##### EXERCISE MATERIAL
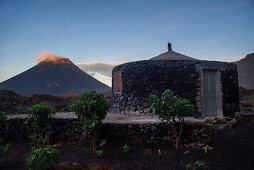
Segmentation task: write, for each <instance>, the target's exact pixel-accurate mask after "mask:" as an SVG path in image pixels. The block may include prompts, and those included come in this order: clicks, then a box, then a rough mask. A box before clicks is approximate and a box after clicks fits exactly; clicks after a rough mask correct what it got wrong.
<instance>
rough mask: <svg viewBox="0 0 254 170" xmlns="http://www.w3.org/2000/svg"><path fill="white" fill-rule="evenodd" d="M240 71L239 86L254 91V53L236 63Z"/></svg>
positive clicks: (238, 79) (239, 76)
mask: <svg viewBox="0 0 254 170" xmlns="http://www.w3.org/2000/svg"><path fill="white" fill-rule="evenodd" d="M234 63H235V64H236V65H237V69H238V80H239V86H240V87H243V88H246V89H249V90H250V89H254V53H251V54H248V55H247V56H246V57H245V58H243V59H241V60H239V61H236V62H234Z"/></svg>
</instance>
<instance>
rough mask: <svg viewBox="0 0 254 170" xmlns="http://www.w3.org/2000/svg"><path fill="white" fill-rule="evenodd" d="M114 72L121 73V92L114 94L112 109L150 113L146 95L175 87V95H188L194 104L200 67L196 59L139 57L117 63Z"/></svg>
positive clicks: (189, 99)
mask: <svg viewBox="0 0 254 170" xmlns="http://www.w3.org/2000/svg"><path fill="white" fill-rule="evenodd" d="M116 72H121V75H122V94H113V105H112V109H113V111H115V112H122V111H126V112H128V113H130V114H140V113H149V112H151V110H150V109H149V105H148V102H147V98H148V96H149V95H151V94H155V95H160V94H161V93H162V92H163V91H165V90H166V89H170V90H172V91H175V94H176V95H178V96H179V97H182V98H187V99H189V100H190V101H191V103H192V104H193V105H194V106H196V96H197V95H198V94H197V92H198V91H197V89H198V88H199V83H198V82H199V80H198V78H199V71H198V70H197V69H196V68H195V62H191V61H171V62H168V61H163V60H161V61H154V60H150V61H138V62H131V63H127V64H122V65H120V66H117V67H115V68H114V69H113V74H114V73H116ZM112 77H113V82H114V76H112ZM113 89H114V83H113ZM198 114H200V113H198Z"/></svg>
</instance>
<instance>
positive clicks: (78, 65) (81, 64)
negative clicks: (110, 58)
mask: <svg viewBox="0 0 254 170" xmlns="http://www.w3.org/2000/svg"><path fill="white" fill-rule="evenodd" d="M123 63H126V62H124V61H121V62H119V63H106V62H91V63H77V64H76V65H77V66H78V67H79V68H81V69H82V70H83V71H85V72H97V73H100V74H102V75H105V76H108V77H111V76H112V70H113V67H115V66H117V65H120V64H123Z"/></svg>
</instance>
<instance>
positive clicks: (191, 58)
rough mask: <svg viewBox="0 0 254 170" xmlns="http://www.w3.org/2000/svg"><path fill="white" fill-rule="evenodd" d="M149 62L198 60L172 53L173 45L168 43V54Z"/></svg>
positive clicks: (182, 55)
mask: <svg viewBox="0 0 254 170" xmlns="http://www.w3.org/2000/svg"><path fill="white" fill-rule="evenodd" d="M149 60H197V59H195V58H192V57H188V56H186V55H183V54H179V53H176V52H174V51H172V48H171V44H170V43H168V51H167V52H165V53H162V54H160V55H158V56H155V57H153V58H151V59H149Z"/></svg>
##########
##### EXERCISE MATERIAL
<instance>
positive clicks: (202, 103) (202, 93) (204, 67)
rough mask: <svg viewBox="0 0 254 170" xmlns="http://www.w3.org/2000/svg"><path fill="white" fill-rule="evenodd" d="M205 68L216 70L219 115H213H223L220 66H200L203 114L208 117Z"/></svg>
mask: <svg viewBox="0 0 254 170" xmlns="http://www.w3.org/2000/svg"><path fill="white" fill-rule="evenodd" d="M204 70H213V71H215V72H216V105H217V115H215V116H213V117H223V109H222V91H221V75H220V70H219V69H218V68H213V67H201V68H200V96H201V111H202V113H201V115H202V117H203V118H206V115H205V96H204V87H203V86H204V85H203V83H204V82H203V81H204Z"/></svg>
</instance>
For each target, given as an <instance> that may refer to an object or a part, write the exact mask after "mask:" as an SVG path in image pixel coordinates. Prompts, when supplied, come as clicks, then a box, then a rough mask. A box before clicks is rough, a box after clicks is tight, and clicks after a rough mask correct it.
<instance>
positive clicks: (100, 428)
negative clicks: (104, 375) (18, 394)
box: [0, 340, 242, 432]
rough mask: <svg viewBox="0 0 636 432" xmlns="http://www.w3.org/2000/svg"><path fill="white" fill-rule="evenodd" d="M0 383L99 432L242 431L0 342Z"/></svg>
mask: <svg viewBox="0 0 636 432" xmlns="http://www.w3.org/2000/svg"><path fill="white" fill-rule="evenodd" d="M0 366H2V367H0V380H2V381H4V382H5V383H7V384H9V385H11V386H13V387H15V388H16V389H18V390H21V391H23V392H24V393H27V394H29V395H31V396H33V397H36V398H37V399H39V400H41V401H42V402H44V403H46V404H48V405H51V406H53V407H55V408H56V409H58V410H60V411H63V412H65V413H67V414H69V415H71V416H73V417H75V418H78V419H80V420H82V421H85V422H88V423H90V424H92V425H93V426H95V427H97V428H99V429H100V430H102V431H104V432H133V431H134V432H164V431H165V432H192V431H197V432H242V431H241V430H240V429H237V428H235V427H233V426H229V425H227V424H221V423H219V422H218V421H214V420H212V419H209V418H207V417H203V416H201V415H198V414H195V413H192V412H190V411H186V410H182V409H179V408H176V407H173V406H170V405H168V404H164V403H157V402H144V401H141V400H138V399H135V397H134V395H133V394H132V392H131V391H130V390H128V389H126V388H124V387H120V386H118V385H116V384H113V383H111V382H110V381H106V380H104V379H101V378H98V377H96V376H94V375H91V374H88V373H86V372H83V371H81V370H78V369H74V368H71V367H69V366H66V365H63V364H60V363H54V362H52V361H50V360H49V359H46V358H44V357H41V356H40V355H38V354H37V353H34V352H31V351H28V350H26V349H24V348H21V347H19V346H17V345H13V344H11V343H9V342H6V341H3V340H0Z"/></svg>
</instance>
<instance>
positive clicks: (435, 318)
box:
##########
##### EXERCISE MATERIAL
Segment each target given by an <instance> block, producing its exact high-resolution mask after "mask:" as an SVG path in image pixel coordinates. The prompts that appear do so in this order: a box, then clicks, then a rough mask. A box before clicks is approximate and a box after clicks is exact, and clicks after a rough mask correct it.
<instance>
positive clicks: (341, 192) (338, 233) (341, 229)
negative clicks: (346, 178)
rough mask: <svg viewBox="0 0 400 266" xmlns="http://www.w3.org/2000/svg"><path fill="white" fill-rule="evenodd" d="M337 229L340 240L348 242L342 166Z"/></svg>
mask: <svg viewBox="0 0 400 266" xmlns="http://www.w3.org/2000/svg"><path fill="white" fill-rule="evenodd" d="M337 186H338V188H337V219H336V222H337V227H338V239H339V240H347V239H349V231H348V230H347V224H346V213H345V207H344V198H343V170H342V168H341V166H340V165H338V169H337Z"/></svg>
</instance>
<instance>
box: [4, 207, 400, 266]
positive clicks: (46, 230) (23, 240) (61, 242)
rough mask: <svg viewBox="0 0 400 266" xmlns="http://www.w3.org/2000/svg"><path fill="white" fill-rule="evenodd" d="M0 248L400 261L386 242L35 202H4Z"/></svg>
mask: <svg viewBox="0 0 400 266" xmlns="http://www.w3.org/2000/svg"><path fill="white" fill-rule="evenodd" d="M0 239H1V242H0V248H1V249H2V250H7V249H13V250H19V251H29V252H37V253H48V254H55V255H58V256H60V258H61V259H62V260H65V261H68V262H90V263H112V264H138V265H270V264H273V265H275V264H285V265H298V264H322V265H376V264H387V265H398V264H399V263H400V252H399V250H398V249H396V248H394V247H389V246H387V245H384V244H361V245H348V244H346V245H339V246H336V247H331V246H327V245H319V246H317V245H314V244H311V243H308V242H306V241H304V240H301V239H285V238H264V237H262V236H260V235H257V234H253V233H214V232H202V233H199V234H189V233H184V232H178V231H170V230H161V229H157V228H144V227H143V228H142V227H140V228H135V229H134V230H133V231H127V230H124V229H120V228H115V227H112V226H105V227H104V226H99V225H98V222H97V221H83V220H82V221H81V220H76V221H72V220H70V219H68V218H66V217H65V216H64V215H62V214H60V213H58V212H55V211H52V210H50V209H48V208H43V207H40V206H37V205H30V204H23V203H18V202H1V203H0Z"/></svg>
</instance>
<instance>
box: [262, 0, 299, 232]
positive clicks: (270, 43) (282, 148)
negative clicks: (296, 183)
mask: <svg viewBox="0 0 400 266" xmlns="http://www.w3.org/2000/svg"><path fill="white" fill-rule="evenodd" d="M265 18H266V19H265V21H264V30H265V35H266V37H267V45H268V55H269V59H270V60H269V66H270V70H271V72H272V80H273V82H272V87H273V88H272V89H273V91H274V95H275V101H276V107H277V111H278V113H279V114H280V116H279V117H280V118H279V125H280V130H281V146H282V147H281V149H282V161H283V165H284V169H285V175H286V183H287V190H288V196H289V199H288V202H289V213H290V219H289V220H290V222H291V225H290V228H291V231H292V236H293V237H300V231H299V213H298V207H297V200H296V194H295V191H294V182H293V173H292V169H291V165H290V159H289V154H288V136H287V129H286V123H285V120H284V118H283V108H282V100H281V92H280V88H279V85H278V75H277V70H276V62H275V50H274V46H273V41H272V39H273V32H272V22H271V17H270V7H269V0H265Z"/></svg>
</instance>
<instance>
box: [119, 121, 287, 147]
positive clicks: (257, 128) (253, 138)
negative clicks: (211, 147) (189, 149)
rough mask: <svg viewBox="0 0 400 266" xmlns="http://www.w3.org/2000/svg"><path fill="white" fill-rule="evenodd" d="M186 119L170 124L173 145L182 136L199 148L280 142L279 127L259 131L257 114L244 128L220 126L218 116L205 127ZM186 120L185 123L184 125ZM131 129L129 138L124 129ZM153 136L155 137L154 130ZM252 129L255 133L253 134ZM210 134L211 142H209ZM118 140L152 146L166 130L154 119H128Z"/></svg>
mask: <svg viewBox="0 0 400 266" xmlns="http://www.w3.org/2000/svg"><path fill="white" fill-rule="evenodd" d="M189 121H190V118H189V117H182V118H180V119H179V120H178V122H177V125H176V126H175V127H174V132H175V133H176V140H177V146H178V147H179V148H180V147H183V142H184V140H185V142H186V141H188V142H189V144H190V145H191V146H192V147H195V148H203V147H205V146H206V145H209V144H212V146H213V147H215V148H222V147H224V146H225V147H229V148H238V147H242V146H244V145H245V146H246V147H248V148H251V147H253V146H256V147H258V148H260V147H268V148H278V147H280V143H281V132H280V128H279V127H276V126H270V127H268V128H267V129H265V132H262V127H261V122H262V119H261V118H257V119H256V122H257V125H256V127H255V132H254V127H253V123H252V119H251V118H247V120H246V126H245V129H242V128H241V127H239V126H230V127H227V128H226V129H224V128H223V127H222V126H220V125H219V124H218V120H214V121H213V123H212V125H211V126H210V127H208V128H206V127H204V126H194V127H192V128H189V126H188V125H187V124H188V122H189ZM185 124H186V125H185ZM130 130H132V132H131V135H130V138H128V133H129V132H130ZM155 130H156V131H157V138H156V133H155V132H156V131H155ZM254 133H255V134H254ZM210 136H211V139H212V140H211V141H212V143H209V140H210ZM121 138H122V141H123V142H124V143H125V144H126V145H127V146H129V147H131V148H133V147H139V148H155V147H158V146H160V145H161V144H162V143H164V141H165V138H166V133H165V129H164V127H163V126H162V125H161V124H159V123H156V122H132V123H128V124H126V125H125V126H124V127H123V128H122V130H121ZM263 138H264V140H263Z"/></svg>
##########
Please find every row above that contains the word "before" and copy each of those rows in full.

Segmentation task: write, for each <instance>, the target's exact pixel-accurate mask after "mask:" as an SVG path in image pixels. The block may include prompts, and those included come in this order: clicks, then a box, then a rough mask. A box before clicks is approximate and a box after clicks fits exactly; clicks after a rough mask correct what it got wrong.
For each target, given as an <instance> that may refer to an object or a part, write the exact mask after "mask:" as an SVG path in image pixel coordinates. Prompts, when supplied, come as clicks, then a box, then a rough mask. A box before clicks is rough, a box after clicks is tight, and clicks after a rough mask correct it.
Segment each target given by an <instance> block, producing its exact high-resolution mask after "mask:" as an SVG path in image pixel coordinates. The prompts that appear do so in this order: a box, then clicks, then a rough mask. A box before clicks is approximate and a box after clicks is exact, and clicks after a rough mask correct it.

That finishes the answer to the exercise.